§ DATA FOR PROCESSING:
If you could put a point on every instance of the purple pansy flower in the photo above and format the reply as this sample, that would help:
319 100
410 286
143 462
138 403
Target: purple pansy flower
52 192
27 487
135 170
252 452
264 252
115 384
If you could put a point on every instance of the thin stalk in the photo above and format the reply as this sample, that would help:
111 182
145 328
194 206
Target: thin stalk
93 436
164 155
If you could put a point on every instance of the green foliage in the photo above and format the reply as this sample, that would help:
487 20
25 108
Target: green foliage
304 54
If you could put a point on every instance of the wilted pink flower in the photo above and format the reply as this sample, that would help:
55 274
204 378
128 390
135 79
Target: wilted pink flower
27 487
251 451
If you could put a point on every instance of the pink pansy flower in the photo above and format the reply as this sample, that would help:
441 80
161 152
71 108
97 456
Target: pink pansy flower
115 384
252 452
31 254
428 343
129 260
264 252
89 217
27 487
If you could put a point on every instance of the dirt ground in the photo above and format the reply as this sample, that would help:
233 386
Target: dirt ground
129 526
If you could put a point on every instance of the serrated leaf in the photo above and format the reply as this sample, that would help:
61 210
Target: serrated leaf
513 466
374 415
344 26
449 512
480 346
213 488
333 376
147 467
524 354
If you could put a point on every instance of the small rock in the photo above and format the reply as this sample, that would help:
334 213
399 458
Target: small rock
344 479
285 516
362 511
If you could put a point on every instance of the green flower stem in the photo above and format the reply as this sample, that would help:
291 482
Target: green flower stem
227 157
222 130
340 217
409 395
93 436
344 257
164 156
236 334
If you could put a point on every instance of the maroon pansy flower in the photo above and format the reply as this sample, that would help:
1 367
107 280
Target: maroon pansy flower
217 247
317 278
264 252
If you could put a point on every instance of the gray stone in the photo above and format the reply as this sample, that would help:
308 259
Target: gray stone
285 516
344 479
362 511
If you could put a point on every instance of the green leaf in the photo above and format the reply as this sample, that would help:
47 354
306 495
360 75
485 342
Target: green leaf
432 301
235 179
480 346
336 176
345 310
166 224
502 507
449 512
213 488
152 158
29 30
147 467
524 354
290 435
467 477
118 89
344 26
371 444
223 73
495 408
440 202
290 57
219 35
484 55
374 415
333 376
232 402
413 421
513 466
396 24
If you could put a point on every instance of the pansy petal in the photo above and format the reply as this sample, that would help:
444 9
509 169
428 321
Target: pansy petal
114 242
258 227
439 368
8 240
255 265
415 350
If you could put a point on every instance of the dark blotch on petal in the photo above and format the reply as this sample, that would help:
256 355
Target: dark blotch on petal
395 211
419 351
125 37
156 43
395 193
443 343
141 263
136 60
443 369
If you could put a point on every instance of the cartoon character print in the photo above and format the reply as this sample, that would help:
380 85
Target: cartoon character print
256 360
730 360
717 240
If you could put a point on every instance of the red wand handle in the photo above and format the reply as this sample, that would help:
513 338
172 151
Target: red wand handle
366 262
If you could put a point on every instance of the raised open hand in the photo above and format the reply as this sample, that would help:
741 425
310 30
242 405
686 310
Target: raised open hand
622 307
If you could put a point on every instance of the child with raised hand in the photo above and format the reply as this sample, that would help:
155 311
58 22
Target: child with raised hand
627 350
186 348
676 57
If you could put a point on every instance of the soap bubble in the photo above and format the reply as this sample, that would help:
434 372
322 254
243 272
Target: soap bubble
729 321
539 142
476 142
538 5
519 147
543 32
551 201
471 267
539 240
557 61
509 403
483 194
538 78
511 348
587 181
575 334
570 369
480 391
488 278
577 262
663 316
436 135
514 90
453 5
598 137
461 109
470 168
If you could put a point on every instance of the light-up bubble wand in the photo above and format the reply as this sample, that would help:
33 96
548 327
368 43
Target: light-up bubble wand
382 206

§ WHAT TO PRODUCE: Return word for word everything in the listing from the line containing "of the child" down to the listing's last line.

§ OUTPUT BELOW:
If you could put a point on every instance of the child with raised hand in the photo above and format the reply as this sample, that would help:
155 311
58 22
Target: child with raised hand
627 350
186 348
676 57
If you could put a point on every instance of the soap bubble in the photo above and format the reply as this sample, that would help:
434 372
322 254
243 272
Target: soap bubble
729 321
539 142
476 142
538 5
519 147
543 32
551 201
471 267
539 240
557 61
509 403
483 194
538 78
511 348
587 181
575 334
570 369
480 391
488 278
577 262
663 316
436 135
514 90
453 5
598 137
461 109
470 168
If you could put a point on every instance of the light-up bubble wand in the photo above and format the reply as this sample, that would help:
33 96
548 327
368 43
Target: light-up bubble wand
382 206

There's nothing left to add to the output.